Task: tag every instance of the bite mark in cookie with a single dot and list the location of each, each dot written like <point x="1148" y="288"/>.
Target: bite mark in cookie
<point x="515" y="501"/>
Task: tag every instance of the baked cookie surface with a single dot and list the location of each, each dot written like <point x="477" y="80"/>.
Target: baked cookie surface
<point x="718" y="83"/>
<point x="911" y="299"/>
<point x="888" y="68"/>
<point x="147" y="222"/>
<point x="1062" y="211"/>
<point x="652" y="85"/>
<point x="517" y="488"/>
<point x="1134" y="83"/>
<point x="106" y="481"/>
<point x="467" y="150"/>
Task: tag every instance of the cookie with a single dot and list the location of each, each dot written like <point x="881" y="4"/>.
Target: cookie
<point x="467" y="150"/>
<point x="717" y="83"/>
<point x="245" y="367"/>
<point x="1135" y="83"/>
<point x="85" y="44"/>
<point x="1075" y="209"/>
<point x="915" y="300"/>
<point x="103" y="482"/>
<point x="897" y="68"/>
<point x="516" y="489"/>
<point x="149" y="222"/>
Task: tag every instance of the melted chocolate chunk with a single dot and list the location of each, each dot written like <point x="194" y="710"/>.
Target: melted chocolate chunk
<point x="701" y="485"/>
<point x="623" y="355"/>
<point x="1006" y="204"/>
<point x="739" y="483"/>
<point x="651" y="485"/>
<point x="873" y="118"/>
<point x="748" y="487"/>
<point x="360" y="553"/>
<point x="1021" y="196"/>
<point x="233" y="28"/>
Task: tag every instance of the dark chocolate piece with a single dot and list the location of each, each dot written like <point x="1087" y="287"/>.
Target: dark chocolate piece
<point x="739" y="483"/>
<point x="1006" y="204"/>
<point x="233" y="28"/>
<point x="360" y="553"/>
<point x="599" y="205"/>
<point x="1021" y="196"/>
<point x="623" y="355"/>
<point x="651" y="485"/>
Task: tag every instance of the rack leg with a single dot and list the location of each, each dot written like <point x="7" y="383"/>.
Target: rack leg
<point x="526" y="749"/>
---
TASK PROMPT:
Reproduce all the data precisely, word for word.

YOUR SOLUTION:
Task: tag every instance of the bite mark in cookie with a single dot and list the location of each, each dot written like <point x="1148" y="288"/>.
Target: bite mark in cookie
<point x="515" y="501"/>
Task: tag every instance of the baked cookie surface with a single dot and list the location of each, each dot written like <point x="477" y="80"/>.
Target: baked cookie surface
<point x="718" y="83"/>
<point x="911" y="299"/>
<point x="888" y="68"/>
<point x="147" y="222"/>
<point x="1062" y="211"/>
<point x="652" y="85"/>
<point x="517" y="488"/>
<point x="1134" y="83"/>
<point x="106" y="481"/>
<point x="467" y="150"/>
Task: tag every instance of the cookie with a single dot and list the location of each, each dot written like <point x="881" y="4"/>.
Target: cookie
<point x="467" y="150"/>
<point x="717" y="83"/>
<point x="245" y="367"/>
<point x="1135" y="83"/>
<point x="85" y="44"/>
<point x="1075" y="209"/>
<point x="915" y="300"/>
<point x="103" y="482"/>
<point x="897" y="68"/>
<point x="516" y="489"/>
<point x="149" y="222"/>
Task: tag every instance of the melted chocolate chunk with a single dot and list the location of each, each dot written like <point x="194" y="710"/>.
Target: melted chocolate chunk
<point x="701" y="485"/>
<point x="623" y="355"/>
<point x="1006" y="204"/>
<point x="739" y="483"/>
<point x="651" y="485"/>
<point x="873" y="118"/>
<point x="748" y="487"/>
<point x="360" y="553"/>
<point x="1021" y="196"/>
<point x="233" y="28"/>
Task: tag every instance of the dark chocolate piece with a single dot and list the location of each, each dot written like <point x="1087" y="287"/>.
Target: dark chocolate piece
<point x="739" y="483"/>
<point x="1006" y="204"/>
<point x="233" y="28"/>
<point x="360" y="553"/>
<point x="599" y="205"/>
<point x="1021" y="196"/>
<point x="623" y="355"/>
<point x="651" y="485"/>
Task: tag every instance of the rack leg with a single dot and list the location of each, each dot written like <point x="7" y="383"/>.
Target: rack leg
<point x="526" y="749"/>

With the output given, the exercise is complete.